EXERCISE OBJECTIVE
In your answer, copy every entry that follows exactly.

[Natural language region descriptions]
-- Opening Marker --

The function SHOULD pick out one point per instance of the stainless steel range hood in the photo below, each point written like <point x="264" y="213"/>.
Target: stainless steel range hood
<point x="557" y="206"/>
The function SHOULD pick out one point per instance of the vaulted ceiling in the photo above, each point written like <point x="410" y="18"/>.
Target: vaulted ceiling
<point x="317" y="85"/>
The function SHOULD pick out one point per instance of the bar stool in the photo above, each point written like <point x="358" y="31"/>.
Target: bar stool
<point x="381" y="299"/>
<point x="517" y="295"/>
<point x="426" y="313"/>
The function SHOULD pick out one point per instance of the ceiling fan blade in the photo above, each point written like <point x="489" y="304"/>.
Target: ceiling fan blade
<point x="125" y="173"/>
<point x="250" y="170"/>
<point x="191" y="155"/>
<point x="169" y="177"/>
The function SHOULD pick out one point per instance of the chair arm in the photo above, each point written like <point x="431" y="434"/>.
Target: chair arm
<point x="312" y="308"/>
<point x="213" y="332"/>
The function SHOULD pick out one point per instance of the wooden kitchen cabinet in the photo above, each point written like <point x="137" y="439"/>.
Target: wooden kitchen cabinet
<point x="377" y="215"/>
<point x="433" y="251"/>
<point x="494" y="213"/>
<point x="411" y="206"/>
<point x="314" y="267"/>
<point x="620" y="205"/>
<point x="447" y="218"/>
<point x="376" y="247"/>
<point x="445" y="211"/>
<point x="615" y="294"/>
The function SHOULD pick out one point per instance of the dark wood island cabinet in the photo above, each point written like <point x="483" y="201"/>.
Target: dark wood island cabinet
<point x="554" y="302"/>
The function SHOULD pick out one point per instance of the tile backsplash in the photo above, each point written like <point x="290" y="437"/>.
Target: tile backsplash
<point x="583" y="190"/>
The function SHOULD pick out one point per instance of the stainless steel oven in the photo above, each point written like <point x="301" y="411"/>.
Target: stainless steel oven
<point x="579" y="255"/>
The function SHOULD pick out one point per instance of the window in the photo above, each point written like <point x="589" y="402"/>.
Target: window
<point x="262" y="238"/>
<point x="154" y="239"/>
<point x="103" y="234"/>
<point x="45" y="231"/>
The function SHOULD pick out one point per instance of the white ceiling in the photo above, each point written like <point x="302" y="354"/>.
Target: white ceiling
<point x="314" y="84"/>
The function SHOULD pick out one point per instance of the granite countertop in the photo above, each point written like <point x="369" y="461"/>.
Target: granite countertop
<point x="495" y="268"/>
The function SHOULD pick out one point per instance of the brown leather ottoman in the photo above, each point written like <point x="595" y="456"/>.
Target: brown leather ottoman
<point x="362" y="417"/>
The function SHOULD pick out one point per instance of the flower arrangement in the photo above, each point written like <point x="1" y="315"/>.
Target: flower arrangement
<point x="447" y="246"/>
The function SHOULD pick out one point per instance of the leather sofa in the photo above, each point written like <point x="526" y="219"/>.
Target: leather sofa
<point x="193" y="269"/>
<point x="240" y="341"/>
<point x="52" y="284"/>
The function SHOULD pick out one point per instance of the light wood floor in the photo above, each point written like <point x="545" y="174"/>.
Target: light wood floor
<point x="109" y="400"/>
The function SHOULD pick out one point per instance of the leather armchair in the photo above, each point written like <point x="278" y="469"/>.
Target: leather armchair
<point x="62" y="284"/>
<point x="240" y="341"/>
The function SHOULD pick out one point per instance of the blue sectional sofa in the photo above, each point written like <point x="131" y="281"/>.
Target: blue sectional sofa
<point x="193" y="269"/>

-- Closing Marker --

RESPONSE FOR THIS EXERCISE
The function SHOULD pick out one point per instance of the stainless steel range hood in the photo below, each point written like <point x="264" y="213"/>.
Target: stainless steel range hood
<point x="557" y="206"/>
The function SHOULD pick out one point per instance of the vaulted ceiling in the photo above, each point written like <point x="410" y="18"/>.
Target: vaulted ceiling
<point x="317" y="85"/>
The function SHOULD pick out one point per instance of the bar stool in the photo above, each point written like <point x="358" y="31"/>.
Target: bar stool
<point x="381" y="299"/>
<point x="517" y="295"/>
<point x="426" y="313"/>
The function SHOULD pick out one point per instance of the ceiling fan blade in the photo above, each point written like <point x="489" y="304"/>.
Target: ceiling fan blade
<point x="125" y="173"/>
<point x="250" y="170"/>
<point x="191" y="155"/>
<point x="169" y="177"/>
The function SHOULD pick out one point per instance of the chair arm in the photo above, each point written like <point x="431" y="434"/>.
Target: chair arm
<point x="312" y="308"/>
<point x="213" y="332"/>
The function SHOULD pick out one point per instance of the wooden kitchen cabinet in the photo above, each point written like <point x="137" y="439"/>.
Target: wooden kitchen cabinet
<point x="377" y="215"/>
<point x="433" y="251"/>
<point x="494" y="213"/>
<point x="411" y="206"/>
<point x="314" y="267"/>
<point x="620" y="205"/>
<point x="447" y="218"/>
<point x="376" y="247"/>
<point x="445" y="211"/>
<point x="615" y="294"/>
The function SHOULD pick out one point per instance of the dark wood island cabinet in the photo above, each point written like <point x="483" y="201"/>.
Target: dark wood island cabinet
<point x="554" y="302"/>
The function SHOULD pick out one point per instance of the tile backsplash in the photo above, each point written like <point x="290" y="437"/>.
Target: tile backsplash
<point x="583" y="190"/>
The function SHOULD pick out one point per instance of the stainless steel oven in the photo above, each point written like <point x="301" y="411"/>.
Target: stainless steel oven
<point x="579" y="255"/>
The function SHOULD pick out one point per instance of the window in the photo above, each point written like <point x="589" y="402"/>.
Target: window
<point x="262" y="238"/>
<point x="154" y="239"/>
<point x="103" y="234"/>
<point x="45" y="231"/>
The function SHOULD pick out one point per instance of the white ceiling in the photo above, each point written like <point x="302" y="354"/>.
Target: white ceiling
<point x="314" y="84"/>
The function SHOULD pick out one point per instance of the granite countertop in the photo above, each point written like <point x="369" y="461"/>.
Target: granite countertop
<point x="495" y="268"/>
The function SHOULD pick out one point per instance of the brown leather ottoman in the photo above, each point written like <point x="595" y="456"/>.
Target: brown leather ottoman
<point x="362" y="417"/>
The function SHOULD pick out one point per instance of the flower arrangement in the photo above, each point written like <point x="1" y="315"/>.
Target: flower arrangement
<point x="447" y="246"/>
The function SHOULD pick out one point per instance of the leather sofa in the photo above, each point written like <point x="526" y="219"/>.
Target: leather sofa
<point x="193" y="269"/>
<point x="240" y="341"/>
<point x="52" y="284"/>
The function SHOULD pick out one point per instance of the light wood floor in the photo above, each point written like <point x="545" y="174"/>.
Target: light wood floor
<point x="109" y="400"/>
The function SHOULD pick out one point per instance of the leather armchair in the photo above, each point written like <point x="278" y="469"/>.
Target: leather armchair
<point x="62" y="284"/>
<point x="240" y="341"/>
The function SHOULD pick out one point per instance of the blue sectional sofa in the photo above, each point written like <point x="131" y="281"/>.
Target: blue sectional sofa
<point x="193" y="269"/>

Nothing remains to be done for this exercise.